Exercise requirements: Check every line of the entries for the string "trunk" and return the ones that contain it.

● ● ●

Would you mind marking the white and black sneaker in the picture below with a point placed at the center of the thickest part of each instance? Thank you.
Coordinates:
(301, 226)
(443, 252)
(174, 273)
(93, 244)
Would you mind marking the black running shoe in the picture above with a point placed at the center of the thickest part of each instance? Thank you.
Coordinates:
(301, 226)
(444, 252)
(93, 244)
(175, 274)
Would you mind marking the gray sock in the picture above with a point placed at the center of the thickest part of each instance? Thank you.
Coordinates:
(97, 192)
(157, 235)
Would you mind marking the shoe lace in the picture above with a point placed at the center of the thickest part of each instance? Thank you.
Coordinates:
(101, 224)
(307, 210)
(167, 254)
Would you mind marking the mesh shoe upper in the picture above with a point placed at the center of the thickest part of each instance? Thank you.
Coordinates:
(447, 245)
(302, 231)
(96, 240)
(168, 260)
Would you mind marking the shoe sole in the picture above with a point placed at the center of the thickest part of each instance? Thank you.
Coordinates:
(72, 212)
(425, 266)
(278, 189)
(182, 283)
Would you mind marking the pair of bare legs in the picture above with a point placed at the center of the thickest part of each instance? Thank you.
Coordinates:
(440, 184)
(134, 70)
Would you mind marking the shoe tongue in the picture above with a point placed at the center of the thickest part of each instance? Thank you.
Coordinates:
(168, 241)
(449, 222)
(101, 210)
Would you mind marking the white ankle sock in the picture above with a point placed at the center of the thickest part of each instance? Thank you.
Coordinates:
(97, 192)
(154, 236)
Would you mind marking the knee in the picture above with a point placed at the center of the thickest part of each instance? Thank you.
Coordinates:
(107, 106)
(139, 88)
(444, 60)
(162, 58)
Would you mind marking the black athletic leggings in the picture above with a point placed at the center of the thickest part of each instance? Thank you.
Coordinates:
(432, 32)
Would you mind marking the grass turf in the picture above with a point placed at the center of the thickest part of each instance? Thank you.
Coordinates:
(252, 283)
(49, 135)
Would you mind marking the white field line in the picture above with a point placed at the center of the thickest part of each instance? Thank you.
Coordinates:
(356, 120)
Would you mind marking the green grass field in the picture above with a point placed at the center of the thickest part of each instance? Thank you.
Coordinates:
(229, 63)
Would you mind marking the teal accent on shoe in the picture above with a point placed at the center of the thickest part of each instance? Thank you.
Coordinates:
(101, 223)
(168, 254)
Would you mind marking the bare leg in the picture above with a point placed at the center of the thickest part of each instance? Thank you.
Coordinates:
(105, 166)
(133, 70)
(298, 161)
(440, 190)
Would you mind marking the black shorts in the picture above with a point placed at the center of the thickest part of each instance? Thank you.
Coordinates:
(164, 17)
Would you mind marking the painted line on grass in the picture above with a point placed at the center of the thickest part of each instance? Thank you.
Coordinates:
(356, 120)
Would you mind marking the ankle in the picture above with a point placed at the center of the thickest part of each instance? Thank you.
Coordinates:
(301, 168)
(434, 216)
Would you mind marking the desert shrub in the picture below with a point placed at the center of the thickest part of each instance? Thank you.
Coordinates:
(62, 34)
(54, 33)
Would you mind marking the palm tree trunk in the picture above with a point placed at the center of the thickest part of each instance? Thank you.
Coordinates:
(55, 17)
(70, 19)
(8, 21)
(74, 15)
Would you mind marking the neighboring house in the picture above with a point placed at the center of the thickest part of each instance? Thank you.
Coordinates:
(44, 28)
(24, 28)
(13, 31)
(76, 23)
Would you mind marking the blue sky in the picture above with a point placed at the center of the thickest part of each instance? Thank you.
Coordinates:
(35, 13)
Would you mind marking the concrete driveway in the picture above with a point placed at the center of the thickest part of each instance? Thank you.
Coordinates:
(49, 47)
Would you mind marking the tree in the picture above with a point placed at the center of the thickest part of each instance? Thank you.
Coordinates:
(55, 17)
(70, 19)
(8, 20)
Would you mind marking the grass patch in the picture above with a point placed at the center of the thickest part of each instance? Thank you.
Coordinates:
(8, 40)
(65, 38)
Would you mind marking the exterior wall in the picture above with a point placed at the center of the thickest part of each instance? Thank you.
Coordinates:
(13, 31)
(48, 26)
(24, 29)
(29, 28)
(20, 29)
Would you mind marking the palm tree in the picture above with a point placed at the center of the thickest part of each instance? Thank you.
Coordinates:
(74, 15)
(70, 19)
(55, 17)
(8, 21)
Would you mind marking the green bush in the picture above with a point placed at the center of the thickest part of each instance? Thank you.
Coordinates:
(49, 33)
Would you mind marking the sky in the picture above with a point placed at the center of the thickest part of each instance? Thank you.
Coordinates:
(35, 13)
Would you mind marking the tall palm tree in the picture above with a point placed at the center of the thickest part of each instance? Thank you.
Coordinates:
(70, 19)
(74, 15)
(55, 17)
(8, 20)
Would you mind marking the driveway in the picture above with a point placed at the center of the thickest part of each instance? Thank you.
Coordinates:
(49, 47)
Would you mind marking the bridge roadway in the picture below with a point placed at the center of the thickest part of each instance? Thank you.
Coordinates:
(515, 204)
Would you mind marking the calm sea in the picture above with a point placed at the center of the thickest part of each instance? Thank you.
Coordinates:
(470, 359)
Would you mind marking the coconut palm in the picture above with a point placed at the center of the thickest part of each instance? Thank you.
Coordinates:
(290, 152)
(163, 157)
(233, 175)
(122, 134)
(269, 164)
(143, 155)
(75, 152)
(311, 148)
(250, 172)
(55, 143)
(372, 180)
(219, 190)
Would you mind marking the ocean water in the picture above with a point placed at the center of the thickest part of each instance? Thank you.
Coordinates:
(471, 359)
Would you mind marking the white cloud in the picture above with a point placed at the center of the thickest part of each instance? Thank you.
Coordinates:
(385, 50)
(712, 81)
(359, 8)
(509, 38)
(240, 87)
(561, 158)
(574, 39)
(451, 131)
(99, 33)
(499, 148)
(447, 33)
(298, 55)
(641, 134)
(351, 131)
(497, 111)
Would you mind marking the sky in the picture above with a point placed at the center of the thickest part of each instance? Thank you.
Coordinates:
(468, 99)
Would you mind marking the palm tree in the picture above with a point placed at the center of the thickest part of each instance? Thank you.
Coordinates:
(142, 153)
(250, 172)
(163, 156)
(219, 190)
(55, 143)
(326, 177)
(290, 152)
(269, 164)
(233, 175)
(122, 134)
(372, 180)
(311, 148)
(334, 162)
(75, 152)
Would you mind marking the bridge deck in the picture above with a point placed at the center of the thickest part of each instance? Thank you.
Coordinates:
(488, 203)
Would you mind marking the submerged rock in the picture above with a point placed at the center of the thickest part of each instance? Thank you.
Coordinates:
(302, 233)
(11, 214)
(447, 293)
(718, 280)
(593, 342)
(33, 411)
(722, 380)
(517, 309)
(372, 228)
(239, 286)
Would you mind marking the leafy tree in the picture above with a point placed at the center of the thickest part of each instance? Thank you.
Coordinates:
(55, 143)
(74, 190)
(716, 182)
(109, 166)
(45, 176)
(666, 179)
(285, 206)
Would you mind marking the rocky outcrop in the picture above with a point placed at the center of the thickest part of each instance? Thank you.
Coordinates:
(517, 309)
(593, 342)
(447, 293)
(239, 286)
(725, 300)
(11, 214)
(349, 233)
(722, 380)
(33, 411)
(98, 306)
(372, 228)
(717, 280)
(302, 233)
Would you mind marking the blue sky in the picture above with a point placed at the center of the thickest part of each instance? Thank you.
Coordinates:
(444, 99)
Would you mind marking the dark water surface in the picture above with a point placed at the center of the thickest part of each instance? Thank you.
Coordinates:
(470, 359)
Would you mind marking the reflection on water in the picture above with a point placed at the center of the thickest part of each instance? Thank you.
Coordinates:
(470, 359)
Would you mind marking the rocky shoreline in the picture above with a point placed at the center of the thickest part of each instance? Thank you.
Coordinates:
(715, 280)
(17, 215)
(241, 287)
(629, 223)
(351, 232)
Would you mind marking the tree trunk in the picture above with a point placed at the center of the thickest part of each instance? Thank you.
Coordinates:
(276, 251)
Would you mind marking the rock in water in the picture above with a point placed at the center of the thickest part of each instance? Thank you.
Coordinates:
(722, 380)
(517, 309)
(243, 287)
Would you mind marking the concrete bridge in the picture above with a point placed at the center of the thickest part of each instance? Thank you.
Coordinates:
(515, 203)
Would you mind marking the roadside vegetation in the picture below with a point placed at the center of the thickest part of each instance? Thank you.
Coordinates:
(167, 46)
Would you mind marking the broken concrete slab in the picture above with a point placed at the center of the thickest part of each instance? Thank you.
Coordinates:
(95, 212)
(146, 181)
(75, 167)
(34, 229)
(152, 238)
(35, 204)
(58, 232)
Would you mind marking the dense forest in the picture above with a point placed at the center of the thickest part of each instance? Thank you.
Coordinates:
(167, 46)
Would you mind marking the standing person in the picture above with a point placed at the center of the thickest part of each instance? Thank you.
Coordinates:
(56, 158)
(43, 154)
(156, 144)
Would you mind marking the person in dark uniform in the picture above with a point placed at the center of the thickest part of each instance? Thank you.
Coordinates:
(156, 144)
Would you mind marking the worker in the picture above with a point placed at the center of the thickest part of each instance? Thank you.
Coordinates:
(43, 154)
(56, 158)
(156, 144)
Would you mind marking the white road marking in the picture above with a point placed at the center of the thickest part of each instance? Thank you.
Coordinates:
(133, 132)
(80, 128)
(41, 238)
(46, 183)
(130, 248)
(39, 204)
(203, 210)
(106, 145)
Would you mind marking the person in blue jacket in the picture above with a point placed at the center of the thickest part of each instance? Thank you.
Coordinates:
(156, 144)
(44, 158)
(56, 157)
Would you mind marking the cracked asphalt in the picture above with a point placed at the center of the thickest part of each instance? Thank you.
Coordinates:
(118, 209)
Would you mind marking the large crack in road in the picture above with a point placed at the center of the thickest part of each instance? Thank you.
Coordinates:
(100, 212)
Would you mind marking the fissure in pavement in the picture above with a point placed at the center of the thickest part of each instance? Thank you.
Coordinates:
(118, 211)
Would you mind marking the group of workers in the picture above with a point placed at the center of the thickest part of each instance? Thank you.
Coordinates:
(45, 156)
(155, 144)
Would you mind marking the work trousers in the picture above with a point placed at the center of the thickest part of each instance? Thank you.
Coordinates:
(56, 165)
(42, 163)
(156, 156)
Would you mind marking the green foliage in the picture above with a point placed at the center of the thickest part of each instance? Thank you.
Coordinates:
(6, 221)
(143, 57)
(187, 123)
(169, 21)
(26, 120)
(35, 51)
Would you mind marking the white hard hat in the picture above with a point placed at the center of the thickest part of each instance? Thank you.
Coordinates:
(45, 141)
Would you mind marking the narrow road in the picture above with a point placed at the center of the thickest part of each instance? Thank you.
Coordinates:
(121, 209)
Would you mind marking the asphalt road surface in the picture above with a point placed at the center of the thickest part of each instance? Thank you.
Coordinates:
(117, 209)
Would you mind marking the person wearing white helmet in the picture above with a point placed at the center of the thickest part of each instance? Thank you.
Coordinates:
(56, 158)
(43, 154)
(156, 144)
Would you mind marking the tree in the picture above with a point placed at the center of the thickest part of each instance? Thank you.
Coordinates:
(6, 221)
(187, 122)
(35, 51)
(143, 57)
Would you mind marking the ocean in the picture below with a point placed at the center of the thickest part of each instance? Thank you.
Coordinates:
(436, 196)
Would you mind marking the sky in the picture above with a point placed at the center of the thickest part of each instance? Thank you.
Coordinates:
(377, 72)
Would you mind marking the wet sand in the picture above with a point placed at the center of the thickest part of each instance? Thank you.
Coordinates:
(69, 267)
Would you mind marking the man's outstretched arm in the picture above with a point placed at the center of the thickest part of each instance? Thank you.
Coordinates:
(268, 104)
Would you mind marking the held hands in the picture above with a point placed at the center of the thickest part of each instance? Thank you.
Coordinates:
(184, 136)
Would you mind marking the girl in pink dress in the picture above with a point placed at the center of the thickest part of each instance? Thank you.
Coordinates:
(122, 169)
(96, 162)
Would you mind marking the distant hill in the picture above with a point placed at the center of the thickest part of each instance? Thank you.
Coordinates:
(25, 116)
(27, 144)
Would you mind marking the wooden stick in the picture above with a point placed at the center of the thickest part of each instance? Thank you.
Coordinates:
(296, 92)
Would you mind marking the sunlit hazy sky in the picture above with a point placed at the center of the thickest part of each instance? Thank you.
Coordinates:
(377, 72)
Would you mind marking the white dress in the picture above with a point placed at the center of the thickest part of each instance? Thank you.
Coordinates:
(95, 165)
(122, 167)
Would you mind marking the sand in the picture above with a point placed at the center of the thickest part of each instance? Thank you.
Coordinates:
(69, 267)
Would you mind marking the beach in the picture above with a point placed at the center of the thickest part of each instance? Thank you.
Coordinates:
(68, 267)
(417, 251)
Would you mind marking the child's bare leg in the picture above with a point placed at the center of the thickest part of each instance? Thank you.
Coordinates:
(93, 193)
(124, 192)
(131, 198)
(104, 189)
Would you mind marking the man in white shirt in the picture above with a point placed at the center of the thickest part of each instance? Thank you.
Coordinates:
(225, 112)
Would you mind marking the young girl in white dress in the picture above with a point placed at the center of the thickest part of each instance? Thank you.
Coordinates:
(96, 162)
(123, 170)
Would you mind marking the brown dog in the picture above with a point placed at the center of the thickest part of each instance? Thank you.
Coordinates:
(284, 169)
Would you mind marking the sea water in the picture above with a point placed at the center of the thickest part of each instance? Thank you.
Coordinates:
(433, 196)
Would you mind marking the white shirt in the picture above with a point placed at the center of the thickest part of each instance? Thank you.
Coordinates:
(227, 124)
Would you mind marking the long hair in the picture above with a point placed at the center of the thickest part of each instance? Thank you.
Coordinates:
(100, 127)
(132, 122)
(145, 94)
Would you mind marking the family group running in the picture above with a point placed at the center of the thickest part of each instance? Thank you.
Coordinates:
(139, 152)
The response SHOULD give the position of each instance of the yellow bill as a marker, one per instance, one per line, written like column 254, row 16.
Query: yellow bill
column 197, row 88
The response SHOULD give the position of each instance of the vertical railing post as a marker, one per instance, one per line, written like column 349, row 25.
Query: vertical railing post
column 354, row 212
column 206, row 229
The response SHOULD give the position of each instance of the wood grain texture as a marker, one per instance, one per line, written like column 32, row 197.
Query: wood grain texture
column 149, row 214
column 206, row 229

● ● ●

Solved exercise:
Would you mind marking the palm tree trunk in the picture above with a point placed at the center of the thickest part of each instance? Thank you.
Would you mind marking the tree trunk in the picture above with a point placed at the center of the thickest part of each instance? Thank you.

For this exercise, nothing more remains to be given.